→ **Work request**
Copy exactly the lines of the records below, and only those lines, beginning with the line that contains "# place a dot on each instance of the storefront" and ending with the line that contains "# place a dot on each instance of the curb".

───── Data to process

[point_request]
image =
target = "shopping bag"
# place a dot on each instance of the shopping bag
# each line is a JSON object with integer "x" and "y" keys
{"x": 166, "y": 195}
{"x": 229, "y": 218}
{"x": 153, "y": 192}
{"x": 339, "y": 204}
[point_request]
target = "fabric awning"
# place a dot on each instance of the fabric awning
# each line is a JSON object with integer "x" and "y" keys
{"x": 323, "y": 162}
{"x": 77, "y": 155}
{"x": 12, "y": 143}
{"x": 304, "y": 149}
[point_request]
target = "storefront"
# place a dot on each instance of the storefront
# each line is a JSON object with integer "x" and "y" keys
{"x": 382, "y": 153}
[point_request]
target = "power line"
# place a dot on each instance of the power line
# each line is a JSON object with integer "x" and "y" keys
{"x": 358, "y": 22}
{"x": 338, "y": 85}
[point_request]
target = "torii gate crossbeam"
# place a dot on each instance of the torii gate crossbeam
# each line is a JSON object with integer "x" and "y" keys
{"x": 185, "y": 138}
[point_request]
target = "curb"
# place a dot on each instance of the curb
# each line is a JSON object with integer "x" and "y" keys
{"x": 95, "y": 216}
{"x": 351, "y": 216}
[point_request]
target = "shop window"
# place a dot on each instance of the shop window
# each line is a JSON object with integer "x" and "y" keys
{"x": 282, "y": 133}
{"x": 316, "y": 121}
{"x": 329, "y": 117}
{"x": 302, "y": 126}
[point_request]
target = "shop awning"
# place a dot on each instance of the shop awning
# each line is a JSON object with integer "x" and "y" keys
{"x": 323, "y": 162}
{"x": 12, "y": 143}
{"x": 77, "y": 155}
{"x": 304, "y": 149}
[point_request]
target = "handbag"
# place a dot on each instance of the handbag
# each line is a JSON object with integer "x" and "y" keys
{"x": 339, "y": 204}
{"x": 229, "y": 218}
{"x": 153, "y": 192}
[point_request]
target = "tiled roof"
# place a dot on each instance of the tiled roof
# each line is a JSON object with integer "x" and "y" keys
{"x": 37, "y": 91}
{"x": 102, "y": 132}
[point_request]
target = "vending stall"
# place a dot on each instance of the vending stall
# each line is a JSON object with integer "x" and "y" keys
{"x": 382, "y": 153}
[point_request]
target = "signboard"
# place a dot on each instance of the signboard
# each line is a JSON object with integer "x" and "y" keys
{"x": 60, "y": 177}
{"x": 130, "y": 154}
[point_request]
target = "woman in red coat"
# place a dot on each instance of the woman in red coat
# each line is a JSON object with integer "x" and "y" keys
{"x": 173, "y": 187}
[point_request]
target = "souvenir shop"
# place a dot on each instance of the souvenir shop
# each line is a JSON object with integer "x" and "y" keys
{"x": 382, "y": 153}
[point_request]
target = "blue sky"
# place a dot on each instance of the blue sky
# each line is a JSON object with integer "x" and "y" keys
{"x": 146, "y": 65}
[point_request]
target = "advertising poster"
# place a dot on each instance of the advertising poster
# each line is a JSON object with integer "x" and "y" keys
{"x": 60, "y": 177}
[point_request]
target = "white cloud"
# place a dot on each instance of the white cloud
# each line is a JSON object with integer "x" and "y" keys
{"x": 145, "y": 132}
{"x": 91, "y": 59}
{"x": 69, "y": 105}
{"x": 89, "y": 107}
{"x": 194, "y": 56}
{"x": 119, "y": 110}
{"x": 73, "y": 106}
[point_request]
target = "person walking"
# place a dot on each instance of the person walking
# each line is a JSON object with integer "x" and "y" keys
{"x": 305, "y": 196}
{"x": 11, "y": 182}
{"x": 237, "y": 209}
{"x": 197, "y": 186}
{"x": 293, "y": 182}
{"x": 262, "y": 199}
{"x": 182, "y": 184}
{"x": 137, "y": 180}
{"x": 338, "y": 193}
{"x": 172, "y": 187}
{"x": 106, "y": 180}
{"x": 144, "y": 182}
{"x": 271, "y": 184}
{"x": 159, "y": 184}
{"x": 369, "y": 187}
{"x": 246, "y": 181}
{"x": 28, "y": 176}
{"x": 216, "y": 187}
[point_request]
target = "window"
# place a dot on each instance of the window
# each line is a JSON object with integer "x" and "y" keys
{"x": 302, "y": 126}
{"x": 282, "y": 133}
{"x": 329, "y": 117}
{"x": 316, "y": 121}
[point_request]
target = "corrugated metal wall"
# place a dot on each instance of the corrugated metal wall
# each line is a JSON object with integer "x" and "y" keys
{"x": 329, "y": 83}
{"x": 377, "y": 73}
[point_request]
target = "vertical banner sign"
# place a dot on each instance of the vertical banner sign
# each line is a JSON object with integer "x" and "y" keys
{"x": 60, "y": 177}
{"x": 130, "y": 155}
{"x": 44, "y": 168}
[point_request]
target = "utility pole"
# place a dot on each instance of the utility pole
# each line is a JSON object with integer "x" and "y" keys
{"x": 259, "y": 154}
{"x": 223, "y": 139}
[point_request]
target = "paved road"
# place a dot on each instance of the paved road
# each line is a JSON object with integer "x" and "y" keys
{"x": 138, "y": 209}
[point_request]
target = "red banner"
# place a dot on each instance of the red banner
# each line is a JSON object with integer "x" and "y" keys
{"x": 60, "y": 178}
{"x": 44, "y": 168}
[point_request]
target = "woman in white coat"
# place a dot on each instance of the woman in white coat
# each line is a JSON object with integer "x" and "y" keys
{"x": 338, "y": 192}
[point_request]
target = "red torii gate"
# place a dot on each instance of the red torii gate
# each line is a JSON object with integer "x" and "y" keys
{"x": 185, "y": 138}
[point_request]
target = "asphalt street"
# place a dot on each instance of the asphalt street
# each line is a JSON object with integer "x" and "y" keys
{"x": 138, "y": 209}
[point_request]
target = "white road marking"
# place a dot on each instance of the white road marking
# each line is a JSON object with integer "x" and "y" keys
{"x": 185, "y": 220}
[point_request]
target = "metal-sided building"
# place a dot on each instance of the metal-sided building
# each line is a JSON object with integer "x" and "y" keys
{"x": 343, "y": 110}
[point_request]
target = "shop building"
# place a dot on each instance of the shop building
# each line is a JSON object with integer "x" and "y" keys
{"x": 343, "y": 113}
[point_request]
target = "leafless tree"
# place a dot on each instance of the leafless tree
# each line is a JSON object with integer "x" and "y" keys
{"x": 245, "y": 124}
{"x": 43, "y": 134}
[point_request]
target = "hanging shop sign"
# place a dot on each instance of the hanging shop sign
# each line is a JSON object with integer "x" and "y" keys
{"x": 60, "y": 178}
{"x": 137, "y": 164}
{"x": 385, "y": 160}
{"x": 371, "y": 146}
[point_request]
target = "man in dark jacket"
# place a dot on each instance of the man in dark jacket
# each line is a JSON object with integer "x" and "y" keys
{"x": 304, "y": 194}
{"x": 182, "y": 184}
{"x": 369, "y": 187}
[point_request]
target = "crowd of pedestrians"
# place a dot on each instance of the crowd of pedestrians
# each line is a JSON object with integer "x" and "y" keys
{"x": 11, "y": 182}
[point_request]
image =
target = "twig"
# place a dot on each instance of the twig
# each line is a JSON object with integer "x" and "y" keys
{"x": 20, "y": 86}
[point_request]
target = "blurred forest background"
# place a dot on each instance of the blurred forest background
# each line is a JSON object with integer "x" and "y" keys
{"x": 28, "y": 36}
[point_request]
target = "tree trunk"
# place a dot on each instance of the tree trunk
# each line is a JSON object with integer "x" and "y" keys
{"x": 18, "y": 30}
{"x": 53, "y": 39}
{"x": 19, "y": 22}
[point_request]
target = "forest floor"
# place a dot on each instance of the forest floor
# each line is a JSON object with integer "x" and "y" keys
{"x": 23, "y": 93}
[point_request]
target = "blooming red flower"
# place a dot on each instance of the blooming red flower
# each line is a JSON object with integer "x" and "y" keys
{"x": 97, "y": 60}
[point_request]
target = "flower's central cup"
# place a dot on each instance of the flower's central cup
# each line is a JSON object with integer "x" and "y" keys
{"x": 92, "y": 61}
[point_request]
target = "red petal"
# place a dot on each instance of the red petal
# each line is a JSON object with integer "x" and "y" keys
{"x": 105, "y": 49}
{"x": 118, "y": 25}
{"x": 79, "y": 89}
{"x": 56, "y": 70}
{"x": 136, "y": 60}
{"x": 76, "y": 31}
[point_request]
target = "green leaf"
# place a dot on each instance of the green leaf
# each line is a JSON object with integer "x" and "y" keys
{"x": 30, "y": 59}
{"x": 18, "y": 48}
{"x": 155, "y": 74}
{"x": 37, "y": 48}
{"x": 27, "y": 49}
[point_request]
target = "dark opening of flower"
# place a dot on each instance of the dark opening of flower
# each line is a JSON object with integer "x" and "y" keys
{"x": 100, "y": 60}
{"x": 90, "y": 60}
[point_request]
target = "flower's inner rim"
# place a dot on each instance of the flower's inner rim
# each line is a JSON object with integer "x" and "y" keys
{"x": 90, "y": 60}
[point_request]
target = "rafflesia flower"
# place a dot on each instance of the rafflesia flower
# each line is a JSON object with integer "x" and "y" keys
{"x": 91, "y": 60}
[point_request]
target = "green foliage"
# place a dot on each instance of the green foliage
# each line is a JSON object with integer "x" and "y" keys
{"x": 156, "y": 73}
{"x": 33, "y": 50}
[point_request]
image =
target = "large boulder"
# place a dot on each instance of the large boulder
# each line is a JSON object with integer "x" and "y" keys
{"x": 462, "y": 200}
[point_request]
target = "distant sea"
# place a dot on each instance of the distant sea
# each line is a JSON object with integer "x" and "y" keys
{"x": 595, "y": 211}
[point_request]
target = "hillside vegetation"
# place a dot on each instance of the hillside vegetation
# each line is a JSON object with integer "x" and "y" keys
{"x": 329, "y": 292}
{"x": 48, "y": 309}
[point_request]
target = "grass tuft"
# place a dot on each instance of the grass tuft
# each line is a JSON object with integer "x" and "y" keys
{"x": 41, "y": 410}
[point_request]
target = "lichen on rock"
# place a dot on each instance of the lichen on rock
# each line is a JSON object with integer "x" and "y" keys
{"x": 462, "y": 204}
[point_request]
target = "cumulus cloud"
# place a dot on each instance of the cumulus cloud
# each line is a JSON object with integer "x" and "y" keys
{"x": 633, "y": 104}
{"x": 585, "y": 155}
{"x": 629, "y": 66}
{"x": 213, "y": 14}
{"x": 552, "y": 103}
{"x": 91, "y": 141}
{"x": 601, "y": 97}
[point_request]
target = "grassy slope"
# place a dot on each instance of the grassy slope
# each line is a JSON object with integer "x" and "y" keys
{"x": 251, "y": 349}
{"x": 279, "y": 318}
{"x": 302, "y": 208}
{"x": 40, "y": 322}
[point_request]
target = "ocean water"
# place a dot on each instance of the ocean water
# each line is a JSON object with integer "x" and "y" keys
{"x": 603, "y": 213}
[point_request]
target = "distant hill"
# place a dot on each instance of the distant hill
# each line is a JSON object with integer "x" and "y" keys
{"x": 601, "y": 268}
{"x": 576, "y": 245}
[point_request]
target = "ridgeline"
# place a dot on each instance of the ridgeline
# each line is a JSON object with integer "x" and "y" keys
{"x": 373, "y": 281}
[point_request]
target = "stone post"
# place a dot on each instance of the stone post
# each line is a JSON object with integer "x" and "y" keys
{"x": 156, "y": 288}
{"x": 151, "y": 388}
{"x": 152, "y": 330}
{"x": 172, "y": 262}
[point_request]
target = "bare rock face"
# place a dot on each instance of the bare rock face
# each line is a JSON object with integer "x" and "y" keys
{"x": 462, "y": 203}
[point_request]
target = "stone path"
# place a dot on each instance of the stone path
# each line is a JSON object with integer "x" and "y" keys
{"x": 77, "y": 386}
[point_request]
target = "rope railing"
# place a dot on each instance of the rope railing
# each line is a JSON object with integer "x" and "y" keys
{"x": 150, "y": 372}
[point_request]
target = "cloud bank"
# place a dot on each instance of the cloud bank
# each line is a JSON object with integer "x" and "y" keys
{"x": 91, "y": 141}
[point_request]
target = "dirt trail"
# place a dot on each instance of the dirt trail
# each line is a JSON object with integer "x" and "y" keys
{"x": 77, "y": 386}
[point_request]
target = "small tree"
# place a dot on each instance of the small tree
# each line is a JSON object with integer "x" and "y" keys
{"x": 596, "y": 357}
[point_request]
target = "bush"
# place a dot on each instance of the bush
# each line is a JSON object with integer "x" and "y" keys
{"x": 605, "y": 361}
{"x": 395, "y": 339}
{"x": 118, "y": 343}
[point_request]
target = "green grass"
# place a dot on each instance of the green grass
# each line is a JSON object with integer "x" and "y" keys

──────────

→ **Result of this task**
# place a dot on each instance of the storefront
# each line is a JSON object with integer "x" and "y" keys
{"x": 382, "y": 153}
[point_request]
target = "power line"
# place a dot on each instance of the power line
# each line is a JSON object with integer "x" and "y" keys
{"x": 358, "y": 22}
{"x": 338, "y": 85}
[point_request]
target = "torii gate crossbeam"
# place a dot on each instance of the torii gate crossbeam
# each line is a JSON object with integer "x" and "y" keys
{"x": 185, "y": 138}
[point_request]
target = "curb"
# place a dot on each instance of the curb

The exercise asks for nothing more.